The task: Reproduce the passage of the sustainability book reviews from "Katie O’Dea Cadden, CSR" to "towards sustainable finance.", keeping its wording unchanged.

Text block:
*** Begin section ***

Katie O’Dea Cadden, CSR International
Volume 2
Finance and Sustainability: Towards A New Paradigm? A Post-Crisis Agenda
Edited by William Sun, Céline Louche and Roland Pérez
ISBN: 9781780520926
Publication date: September 2011
Book review
The collective authors of this book believe the need to put economic analysis in a comprehensive approach that integrates the political, social and environmental elements. …The sixteen contributions that make up the book have therefore aimed to lay the foundations of a paradigm shift towards sustainable finance.
The book is very rich, very dense, on a subject so vast in its issue on the horizon that it covers. It provides, on a subject in full boil, a pleasant synthesis and helpful clarifications on the concepts of ethical/responsible/sustainable investment, and of social/environmental governance. It is clear from reading this full of enthusiasm.
(Translated excerpts from the book review on Finance and Sustainability: Towards a New Paradigm? A Post-Crisis Agenda, published in French in the second issue of the ‘Business and Finance’ special issue series, Economies and Societies, Paris)
Henri Zimnovitch, Professor in Finance and Management, University of Paris-Sud 11
Volume 3
Business and Sustainability: Concepts, Strategies and Changes
Edited by Gabriel Eweje and Martin Perry
ISBN: 9781780524382
Publication date: November 2011
Book Review
This is a thought provoking book that provides a rich and diverse view of business sustainability, not least for the discourse concerning the conceptual matters with regard to addressing environmental sustainability. The book considers business engagement with regard to sustainability from a number of perspectives; political, environmental crisis, business opportunity and stakeholder. It also provides useful context in examining business activity with regard to sustainability and includes valuable case studies of organizations highlighting tensions and issues for sustainable business strategies.

*** End section ***

Study material:
*** Begin section ***

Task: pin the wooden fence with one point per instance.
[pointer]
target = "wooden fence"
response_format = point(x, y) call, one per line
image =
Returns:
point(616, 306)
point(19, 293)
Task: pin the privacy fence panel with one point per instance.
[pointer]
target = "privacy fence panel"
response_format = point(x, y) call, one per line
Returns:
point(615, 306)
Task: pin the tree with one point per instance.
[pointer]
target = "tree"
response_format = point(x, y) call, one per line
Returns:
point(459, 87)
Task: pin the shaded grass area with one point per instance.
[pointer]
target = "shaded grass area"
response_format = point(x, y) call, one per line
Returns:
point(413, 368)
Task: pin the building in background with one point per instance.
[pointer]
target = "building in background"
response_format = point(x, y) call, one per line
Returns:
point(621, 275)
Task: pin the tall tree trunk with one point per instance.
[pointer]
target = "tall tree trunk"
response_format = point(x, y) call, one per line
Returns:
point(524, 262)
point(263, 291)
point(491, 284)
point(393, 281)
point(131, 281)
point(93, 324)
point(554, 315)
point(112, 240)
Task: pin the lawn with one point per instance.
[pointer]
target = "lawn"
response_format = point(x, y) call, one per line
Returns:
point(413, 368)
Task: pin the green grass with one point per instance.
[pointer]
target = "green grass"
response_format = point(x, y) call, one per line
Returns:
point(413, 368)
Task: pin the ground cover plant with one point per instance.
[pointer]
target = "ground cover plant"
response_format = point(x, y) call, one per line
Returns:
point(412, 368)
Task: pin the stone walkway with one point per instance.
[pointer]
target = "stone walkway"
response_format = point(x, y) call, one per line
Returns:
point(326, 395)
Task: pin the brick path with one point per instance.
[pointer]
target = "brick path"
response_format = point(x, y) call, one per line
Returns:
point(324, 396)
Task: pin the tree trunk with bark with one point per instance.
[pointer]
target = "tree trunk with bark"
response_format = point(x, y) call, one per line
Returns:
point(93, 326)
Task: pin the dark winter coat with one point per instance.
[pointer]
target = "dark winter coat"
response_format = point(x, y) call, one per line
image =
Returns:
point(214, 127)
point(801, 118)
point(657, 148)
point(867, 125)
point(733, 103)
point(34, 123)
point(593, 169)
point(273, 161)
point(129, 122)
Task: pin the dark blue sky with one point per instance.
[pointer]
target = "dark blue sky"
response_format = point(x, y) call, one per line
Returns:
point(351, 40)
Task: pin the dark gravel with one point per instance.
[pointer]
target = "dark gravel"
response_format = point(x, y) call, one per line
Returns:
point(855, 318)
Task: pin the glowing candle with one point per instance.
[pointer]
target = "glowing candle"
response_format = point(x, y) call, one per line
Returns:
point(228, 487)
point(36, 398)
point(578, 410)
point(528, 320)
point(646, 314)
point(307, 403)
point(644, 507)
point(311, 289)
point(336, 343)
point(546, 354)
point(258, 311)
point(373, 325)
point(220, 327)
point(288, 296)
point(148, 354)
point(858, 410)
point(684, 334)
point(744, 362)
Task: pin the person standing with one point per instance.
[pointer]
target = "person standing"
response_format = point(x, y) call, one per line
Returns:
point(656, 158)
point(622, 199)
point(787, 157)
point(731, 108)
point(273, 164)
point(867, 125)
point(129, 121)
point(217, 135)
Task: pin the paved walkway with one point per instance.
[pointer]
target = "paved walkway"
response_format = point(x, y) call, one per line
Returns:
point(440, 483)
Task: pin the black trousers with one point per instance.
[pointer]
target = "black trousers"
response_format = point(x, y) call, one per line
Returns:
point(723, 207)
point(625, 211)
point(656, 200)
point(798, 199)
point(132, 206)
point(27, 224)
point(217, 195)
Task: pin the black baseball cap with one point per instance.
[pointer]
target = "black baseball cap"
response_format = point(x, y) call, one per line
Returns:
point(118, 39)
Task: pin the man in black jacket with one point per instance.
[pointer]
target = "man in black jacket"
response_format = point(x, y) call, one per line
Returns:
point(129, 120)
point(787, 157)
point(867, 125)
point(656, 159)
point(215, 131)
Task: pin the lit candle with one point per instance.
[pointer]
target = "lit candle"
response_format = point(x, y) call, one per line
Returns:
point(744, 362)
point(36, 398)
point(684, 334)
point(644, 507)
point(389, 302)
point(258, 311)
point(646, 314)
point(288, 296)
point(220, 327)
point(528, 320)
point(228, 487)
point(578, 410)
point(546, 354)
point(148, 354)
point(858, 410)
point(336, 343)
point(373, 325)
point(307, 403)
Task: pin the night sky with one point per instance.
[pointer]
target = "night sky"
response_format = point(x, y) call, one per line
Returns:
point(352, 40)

*** End section ***

Result of the exercise:
Katie O’Dea Cadden, CSR International
Volume 2
Finance and Sustainability: Towards A New Paradigm? A Post-Crisis Agenda
Edited by William Sun, Céline Louche and Roland Pérez
ISBN: 9781780520926
Publication date: September 2011
Book review
The collective authors of this book believe the need to put economic analysis in a comprehensive approach that integrates the political, social and environmental elements. …The sixteen contributions that make up the book have therefore aimed to lay the foundations of a paradigm shift towards sustainable finance.